Directions for this task.
Copy the stretch of the items below from the line containing "Detect the statue" through the end of the items word for word, including both ends.

__________

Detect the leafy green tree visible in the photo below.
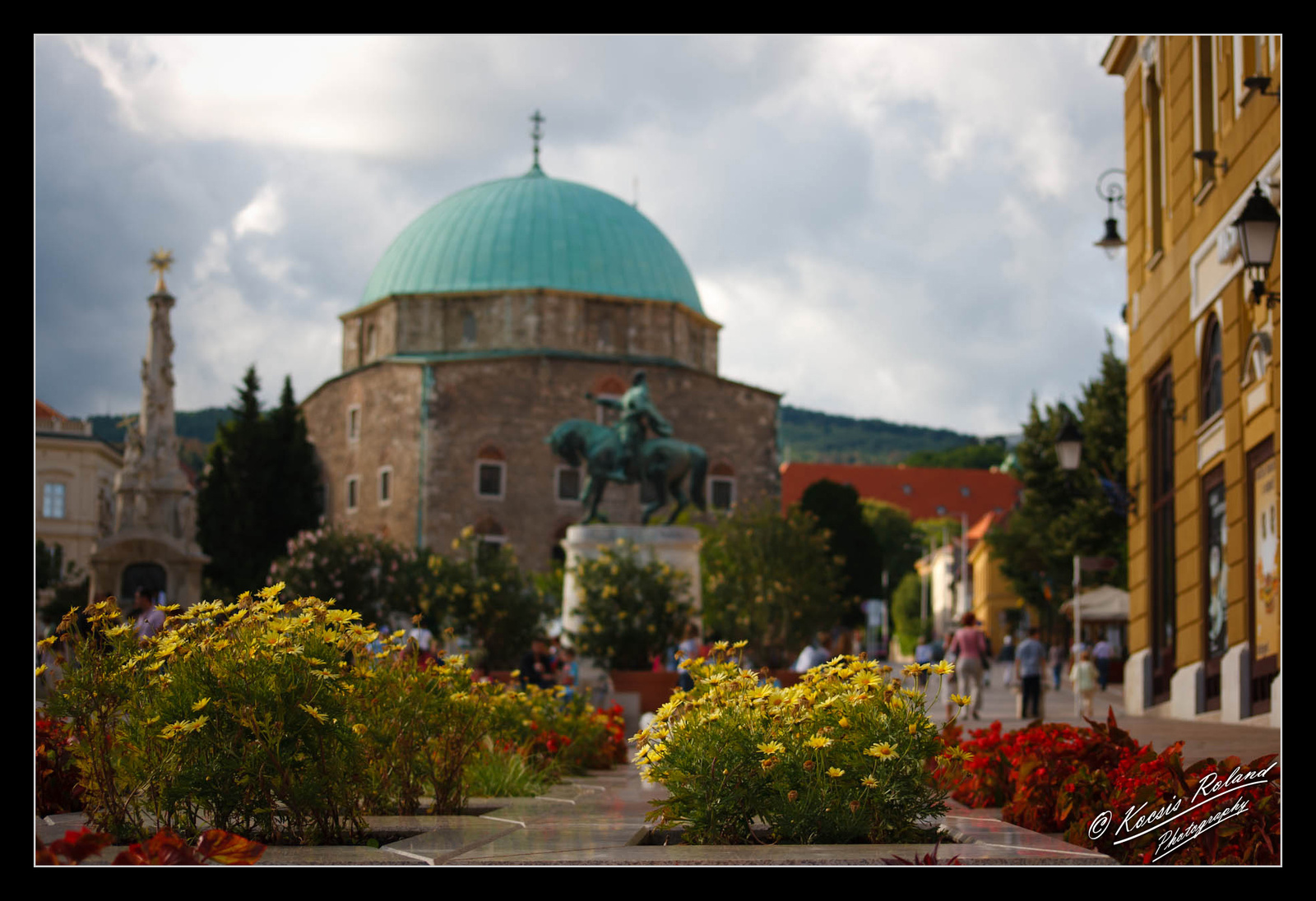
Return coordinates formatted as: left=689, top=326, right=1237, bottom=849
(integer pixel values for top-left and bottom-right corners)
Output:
left=891, top=572, right=928, bottom=654
left=800, top=478, right=882, bottom=626
left=904, top=438, right=1005, bottom=469
left=268, top=526, right=432, bottom=622
left=987, top=333, right=1128, bottom=630
left=700, top=500, right=842, bottom=667
left=419, top=526, right=561, bottom=669
left=197, top=366, right=320, bottom=594
left=860, top=497, right=923, bottom=597
left=570, top=539, right=693, bottom=669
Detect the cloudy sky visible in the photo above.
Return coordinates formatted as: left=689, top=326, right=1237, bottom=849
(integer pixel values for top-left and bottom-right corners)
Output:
left=33, top=35, right=1127, bottom=434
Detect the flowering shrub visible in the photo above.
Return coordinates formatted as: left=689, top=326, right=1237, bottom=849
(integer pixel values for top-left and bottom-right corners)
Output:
left=349, top=634, right=502, bottom=816
left=37, top=827, right=265, bottom=866
left=50, top=585, right=375, bottom=842
left=633, top=642, right=961, bottom=843
left=699, top=498, right=842, bottom=667
left=571, top=538, right=693, bottom=669
left=945, top=712, right=1279, bottom=863
left=268, top=526, right=426, bottom=621
left=37, top=714, right=83, bottom=817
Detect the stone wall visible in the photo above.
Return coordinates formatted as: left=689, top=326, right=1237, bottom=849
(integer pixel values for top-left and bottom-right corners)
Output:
left=301, top=363, right=424, bottom=544
left=342, top=289, right=720, bottom=372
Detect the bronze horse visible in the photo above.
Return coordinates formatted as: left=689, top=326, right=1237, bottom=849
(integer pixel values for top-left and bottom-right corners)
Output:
left=544, top=419, right=708, bottom=524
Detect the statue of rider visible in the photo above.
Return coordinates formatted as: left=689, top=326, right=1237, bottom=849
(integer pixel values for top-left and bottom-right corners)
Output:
left=586, top=370, right=673, bottom=483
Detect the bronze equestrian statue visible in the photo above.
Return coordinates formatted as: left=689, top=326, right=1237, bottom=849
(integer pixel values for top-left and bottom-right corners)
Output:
left=546, top=371, right=708, bottom=524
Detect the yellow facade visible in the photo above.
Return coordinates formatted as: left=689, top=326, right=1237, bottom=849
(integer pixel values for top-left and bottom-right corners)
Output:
left=969, top=531, right=1022, bottom=651
left=1103, top=35, right=1283, bottom=723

__________

Finished answer.
Detect the statue of rider visible in the photo above.
Return coordinates formatted as: left=689, top=326, right=1237, bottom=849
(integer pixel values for top-left and bottom-right corners)
Output:
left=586, top=370, right=673, bottom=483
Detect the bronze equestrian statue visible in the photo above.
Return coordinates formatted as: left=689, top=326, right=1237, bottom=849
(integer pixel values for top-left and bottom-right corners)
Output:
left=546, top=371, right=708, bottom=524
Detect the yellow facade visible in the photo above.
Return coordinates formatted as: left=689, top=326, right=1237, bottom=849
(integer pixel values for top-left and bottom-right corners)
Output:
left=969, top=531, right=1022, bottom=651
left=1103, top=35, right=1283, bottom=723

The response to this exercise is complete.